→ Problem
From the text on phishing emails below, extract the passage starting at "Image by Muhammad Ribkhan from Pixabay" and ending at "or banking details.", word for word.

→ Text block
Image of envelopes (emails) flying from a computer screen into the unknown.
Image by Muhammad Ribkhan from Pixabay

3. Phony Principal Emails

Scammers may impersonate school administrators or principals and request sensitive information or money transfers. These emails often exploit the trust and authority associated with those in administrative roles.

Some signs to watch for include:

  • Requests for personal information, such as Social Security numbers or banking details.
  • Unusual or out-of-character requests from familiar individuals.
  • Emails from addresses that mimic, but are not identical to, official school addresses.

Some ways to protect yourself include:

  • Verify the request by contacting the individual directly.
  • Be cautious with emails that have urgent financial requests.
  • Report suspicious emails to your IT department immediately.

4. Fake Account Verification

These phishing emails claim that your account will be deactivated unless you verify it by clicking a link and entering your credentials. They often use logos and language that mimic legitimate services.

Some signs to watch for include:

  • Threats of account suspension or deactivation.
  • Links to websites that look slightly different from the legitimate site.
  • Requests for personal information to “verify” your account.

Some ways to protect yourself include:

  • Do not click on links in unsolicited emails. Visit the official website directly by typing the URL into your browser.
  • Check the email address and URL carefully for inconsistencies.

[Excerpts from a detection dataset]
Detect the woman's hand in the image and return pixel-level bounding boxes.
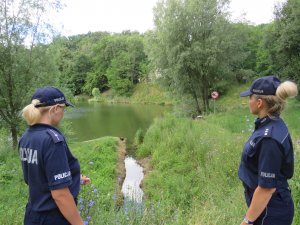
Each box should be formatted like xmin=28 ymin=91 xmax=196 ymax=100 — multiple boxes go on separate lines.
xmin=80 ymin=175 xmax=91 ymax=185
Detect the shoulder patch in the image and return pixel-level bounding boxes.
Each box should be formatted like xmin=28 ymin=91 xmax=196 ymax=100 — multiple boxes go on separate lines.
xmin=47 ymin=129 xmax=65 ymax=143
xmin=263 ymin=126 xmax=273 ymax=137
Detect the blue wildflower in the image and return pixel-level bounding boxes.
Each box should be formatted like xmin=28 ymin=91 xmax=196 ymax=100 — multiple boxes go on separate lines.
xmin=88 ymin=200 xmax=95 ymax=207
xmin=79 ymin=205 xmax=84 ymax=211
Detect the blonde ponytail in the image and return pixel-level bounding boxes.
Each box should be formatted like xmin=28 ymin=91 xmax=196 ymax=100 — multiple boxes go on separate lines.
xmin=276 ymin=81 xmax=298 ymax=100
xmin=22 ymin=99 xmax=42 ymax=126
xmin=257 ymin=81 xmax=298 ymax=115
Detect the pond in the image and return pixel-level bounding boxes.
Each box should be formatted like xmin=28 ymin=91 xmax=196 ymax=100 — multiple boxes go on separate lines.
xmin=65 ymin=103 xmax=171 ymax=203
xmin=65 ymin=102 xmax=171 ymax=142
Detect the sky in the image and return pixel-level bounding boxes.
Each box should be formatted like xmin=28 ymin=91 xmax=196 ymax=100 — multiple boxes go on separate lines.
xmin=55 ymin=0 xmax=286 ymax=36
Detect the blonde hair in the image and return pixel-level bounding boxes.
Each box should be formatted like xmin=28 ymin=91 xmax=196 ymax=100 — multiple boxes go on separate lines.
xmin=22 ymin=99 xmax=49 ymax=126
xmin=256 ymin=81 xmax=298 ymax=115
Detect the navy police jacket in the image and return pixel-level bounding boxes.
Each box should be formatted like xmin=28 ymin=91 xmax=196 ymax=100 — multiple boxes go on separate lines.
xmin=19 ymin=124 xmax=80 ymax=212
xmin=238 ymin=116 xmax=294 ymax=192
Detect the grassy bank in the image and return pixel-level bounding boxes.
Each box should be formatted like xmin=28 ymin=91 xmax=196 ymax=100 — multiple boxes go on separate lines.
xmin=138 ymin=92 xmax=300 ymax=225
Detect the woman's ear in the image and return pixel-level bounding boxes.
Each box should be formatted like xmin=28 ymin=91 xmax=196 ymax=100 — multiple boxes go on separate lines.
xmin=257 ymin=98 xmax=264 ymax=109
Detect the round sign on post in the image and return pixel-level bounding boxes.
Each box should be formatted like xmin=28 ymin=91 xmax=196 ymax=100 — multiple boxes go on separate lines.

→ Completed exercise
Image by Muhammad Ribkhan from Pixabay

3. Phony Principal Emails

Scammers may impersonate school administrators or principals and request sensitive information or money transfers. These emails often exploit the trust and authority associated with those in administrative roles.

Some signs to watch for include:

  • Requests for personal information, such as Social Security numbers or banking details.